Every entry, from the first to the last, should be written out exactly.

── Information provided

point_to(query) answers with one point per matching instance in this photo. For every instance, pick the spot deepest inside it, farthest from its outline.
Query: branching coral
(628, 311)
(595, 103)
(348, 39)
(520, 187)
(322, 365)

────

§ **Answer section**
point_to(query) answers with one point per matching instance in this photo. For every instance, pick the spot deepest inside it, farthest from its outline.
Query: branching coral
(628, 311)
(595, 103)
(348, 39)
(520, 187)
(322, 365)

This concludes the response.